Provided data
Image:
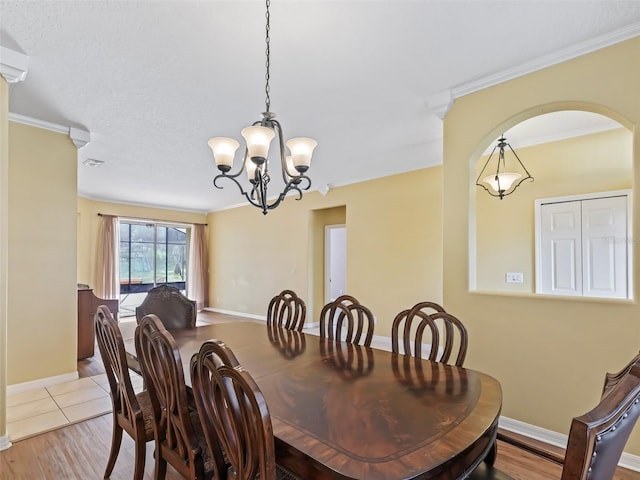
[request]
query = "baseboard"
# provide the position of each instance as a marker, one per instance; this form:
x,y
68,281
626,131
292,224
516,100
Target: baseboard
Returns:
x,y
631,462
40,383
4,442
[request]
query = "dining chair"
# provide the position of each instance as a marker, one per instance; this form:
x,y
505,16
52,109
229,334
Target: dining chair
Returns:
x,y
287,310
597,438
234,414
131,412
178,435
170,306
611,379
358,318
445,333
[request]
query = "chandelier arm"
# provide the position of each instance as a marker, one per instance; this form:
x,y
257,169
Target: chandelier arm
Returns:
x,y
283,161
289,187
247,195
484,168
520,162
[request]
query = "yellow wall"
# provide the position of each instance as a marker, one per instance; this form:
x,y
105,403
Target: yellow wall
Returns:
x,y
42,260
4,252
394,247
505,228
89,222
549,354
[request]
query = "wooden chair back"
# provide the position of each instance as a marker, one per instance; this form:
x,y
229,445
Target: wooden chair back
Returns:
x,y
233,412
177,433
445,333
287,310
597,438
131,413
346,312
169,304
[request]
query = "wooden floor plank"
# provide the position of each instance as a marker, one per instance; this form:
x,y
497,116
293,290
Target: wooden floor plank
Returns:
x,y
80,451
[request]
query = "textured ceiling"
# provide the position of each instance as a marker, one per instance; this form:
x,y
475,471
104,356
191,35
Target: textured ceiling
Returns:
x,y
153,81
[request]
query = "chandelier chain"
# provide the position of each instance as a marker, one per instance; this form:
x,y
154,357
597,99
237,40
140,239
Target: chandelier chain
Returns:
x,y
267,63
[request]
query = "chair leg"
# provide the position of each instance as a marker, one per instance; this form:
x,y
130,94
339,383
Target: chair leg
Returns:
x,y
492,454
160,471
116,440
141,451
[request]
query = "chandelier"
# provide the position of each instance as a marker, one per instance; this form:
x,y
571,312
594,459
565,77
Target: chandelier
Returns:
x,y
255,162
502,182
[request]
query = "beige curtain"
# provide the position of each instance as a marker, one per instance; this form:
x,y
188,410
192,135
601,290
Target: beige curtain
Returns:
x,y
108,261
198,274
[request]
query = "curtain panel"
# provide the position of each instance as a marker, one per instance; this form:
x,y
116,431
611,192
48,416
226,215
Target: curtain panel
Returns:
x,y
107,258
197,273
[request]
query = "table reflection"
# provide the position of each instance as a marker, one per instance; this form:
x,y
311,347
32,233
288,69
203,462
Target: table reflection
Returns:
x,y
435,378
290,343
348,360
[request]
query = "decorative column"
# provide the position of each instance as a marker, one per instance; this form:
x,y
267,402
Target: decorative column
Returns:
x,y
13,68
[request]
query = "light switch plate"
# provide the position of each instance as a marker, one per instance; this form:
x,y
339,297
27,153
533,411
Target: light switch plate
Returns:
x,y
515,277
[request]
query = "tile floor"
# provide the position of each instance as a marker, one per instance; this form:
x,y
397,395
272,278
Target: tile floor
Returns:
x,y
43,409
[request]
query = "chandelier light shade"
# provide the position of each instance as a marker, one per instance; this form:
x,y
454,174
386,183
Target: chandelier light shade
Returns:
x,y
255,162
502,182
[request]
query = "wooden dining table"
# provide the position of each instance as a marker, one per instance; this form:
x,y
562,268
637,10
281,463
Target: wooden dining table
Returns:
x,y
342,411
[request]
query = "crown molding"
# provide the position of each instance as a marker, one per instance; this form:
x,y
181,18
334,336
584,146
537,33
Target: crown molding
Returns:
x,y
440,103
13,65
78,136
569,53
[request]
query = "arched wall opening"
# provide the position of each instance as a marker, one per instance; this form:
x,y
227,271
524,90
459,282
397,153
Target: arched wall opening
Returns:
x,y
587,149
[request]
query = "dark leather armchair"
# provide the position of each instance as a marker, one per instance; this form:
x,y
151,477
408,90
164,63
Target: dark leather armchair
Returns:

What is being asked
Nothing in the entries above should change when they are printed again, except that the pictures are dropped.

Reply
Image:
[request]
query = "baseboard"
# provide the position of each instance as a marker, one per instance; this form:
x,y
68,281
626,131
292,224
516,100
Target: baseboard
Returns:
x,y
631,462
40,383
4,442
[request]
query = "dining chair"
# provide the position of each instance as a marker, one per instance; this form:
x,y
505,16
52,109
229,334
Target: dining chair
Returns:
x,y
287,310
597,438
234,414
131,412
178,435
170,306
611,379
358,318
445,333
[request]
query = "chandelier arm"
# provide the position of each instance as a marker, one per instance; this form:
x,y
257,169
Target: chandelier arm
Returns:
x,y
283,161
289,187
247,195
484,168
520,162
[request]
query = "yellow wall"
# provide the position of each instance as a marker, one per instance; this form:
x,y
105,403
Target: yellow wall
Returns:
x,y
42,260
4,252
394,247
505,228
89,222
549,354
[request]
query = "wooden chair back"
# provide the position of each instance as a marker, one per instance; this form:
x,y
229,445
Target: wooden chair back
Returns:
x,y
233,412
177,433
445,333
287,310
597,438
131,413
346,312
169,304
[request]
query = "wooden floor plank"
# provide the position of each instance as a marker, one per instance; this form:
x,y
497,116
293,290
Target: wooden floor plank
Returns:
x,y
80,451
[request]
query = "textured ceiling"
# provide the position of each instance as a marker, one per instance; this form:
x,y
475,471
104,356
191,35
Target: textured ceiling
Returns:
x,y
153,81
[request]
query = "chandelier chain"
# provide the position of each instance as a marker, one per instance; this form:
x,y
154,357
597,99
237,40
140,239
Target: chandelier chain
Returns:
x,y
267,63
[request]
query = "chair leg"
# provide the position of each instance as a marker, one per instance; this form:
x,y
130,94
339,383
Target: chair leg
Returns:
x,y
492,454
160,471
116,440
141,451
[request]
query = "chandelier"
# provide the position of each instance as a marker, one per instance; this form:
x,y
571,312
594,459
565,77
Target: chandelier
Returns:
x,y
255,162
502,182
[request]
query = "beige curtain"
# provide the position of each instance as a marker, one per instance; this form:
x,y
188,410
192,135
601,290
Target: beige curtain
Returns:
x,y
108,261
198,274
[request]
query = "curtain panel"
# provide the position of each instance as a marker, one per instance; this form:
x,y
116,431
611,192
48,416
226,215
Target: curtain panel
Returns:
x,y
107,258
197,273
[request]
query = "table reflection"
# provide the position of each instance as a marker, one per instance; this form:
x,y
311,347
32,233
288,69
203,462
Target: table reflection
Returns:
x,y
435,378
290,343
348,360
[request]
query = "decorative column"
# provide the position of each instance as a marker, one per instance; this form:
x,y
267,402
Target: decorative column
Returns:
x,y
13,68
[request]
query = "light switch plate"
# provide the position of each instance as a marker, one per instance; this form:
x,y
339,297
27,153
533,411
Target: light switch plate
Returns:
x,y
515,277
[request]
query = "tile floor"
# provide the position of each instance as a marker, one per instance; this form:
x,y
397,395
272,278
Target: tile floor
Returns:
x,y
43,409
[request]
query = "chandelier light shade"
# provide the position of each instance as a marker, one per instance; this form:
x,y
454,174
386,183
Target: chandelier light shade
Returns:
x,y
255,162
502,182
[request]
query = "wooden dining table"
# provide the position of each instance as a marker, one per instance; this form:
x,y
562,268
637,10
281,463
Target: wooden dining table
Returns:
x,y
342,411
[request]
query = "crown molding"
# provide the position of each instance as a marker, one per instance; this form:
x,y
181,18
334,336
584,146
537,33
Target: crown molding
Returns:
x,y
440,103
13,65
78,136
569,53
[request]
query = "arched wall opening"
# provide the position of each instance as a marker, one per instance; this form:
x,y
227,271
524,90
459,282
397,153
Target: arched wall opening
Returns:
x,y
587,149
[request]
query = "dark leather armchair"
# provide the position of each instance as a marker, one per instance; this form:
x,y
151,477
408,90
164,63
Target: dark leather armchair
Returns:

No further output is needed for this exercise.